◆ Action item: In the records below, find the lines that include "window" and copy each.

==== Available data

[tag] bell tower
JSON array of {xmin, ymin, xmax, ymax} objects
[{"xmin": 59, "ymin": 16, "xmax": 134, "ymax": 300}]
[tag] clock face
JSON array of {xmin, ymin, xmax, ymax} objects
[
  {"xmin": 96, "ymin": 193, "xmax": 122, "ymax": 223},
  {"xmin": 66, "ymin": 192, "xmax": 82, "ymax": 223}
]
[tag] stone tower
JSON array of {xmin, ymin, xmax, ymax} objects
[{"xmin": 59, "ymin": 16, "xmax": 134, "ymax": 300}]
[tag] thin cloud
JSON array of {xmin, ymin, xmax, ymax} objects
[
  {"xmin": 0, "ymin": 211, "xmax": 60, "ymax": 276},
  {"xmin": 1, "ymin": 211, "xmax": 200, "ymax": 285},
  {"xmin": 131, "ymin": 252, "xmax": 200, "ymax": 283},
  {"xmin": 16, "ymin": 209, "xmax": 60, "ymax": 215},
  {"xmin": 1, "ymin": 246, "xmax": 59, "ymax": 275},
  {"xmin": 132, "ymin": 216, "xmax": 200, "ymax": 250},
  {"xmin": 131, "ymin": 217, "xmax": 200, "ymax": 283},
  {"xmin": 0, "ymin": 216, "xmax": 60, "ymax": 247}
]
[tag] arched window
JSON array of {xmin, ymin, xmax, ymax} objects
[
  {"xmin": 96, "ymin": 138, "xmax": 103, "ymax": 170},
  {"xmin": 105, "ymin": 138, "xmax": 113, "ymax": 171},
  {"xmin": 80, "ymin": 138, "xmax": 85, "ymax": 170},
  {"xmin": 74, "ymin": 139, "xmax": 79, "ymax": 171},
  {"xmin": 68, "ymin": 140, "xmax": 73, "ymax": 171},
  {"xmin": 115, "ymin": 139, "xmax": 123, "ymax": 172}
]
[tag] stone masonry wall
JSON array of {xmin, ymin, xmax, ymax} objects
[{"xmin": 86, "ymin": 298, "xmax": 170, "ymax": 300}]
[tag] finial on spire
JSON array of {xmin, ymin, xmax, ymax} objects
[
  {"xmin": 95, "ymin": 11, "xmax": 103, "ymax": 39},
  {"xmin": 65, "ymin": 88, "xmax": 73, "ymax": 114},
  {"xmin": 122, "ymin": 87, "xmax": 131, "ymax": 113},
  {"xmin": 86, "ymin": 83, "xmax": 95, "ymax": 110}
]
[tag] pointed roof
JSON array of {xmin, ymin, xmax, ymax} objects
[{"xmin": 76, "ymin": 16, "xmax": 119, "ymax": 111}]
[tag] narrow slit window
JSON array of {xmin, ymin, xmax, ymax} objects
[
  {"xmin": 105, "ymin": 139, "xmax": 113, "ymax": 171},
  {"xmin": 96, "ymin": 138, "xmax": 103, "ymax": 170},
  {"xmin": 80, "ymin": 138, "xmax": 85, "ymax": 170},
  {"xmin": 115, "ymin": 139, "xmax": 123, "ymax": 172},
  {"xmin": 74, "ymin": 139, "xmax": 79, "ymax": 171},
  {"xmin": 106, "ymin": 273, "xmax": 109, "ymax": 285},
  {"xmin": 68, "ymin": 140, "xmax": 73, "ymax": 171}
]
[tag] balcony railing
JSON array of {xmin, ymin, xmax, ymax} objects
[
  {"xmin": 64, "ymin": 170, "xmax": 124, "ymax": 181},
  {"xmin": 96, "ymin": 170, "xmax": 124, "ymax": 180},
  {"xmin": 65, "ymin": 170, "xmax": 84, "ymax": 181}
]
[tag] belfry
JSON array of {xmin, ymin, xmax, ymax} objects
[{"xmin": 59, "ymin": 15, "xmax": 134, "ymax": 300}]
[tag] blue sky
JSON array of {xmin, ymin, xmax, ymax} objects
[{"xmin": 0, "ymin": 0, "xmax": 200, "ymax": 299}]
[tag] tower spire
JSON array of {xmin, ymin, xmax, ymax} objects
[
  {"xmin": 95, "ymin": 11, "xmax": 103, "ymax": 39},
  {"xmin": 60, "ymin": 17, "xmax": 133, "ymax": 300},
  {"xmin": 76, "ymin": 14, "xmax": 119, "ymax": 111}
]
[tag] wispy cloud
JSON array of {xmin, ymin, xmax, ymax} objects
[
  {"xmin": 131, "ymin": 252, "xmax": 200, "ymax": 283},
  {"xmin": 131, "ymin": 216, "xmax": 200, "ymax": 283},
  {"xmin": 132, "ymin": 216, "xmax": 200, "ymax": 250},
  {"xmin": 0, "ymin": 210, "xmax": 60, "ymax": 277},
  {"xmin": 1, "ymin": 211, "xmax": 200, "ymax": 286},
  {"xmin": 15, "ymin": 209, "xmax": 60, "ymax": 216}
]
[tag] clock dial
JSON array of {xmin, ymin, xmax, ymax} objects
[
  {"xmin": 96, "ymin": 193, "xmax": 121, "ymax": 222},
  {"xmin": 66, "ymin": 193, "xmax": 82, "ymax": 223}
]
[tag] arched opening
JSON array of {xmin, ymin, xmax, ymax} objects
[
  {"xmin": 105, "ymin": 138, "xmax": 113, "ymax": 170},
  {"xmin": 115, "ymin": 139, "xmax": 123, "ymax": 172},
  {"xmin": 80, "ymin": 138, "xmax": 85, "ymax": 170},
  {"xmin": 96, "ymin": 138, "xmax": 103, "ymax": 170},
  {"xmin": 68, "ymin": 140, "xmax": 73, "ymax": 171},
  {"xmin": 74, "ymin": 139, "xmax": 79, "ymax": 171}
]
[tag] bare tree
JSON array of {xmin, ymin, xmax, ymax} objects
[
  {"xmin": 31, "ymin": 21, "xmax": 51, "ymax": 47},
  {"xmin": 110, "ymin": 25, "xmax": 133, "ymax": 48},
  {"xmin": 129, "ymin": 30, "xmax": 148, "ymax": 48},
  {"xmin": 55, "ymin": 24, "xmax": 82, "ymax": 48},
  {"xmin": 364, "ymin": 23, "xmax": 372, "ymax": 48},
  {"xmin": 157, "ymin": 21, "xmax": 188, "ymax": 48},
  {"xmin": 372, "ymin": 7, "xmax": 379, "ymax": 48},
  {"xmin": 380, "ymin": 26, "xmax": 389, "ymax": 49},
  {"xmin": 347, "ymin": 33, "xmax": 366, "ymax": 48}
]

========

◆ Finished exercise:
[tag] arched window
[tag] narrow slit window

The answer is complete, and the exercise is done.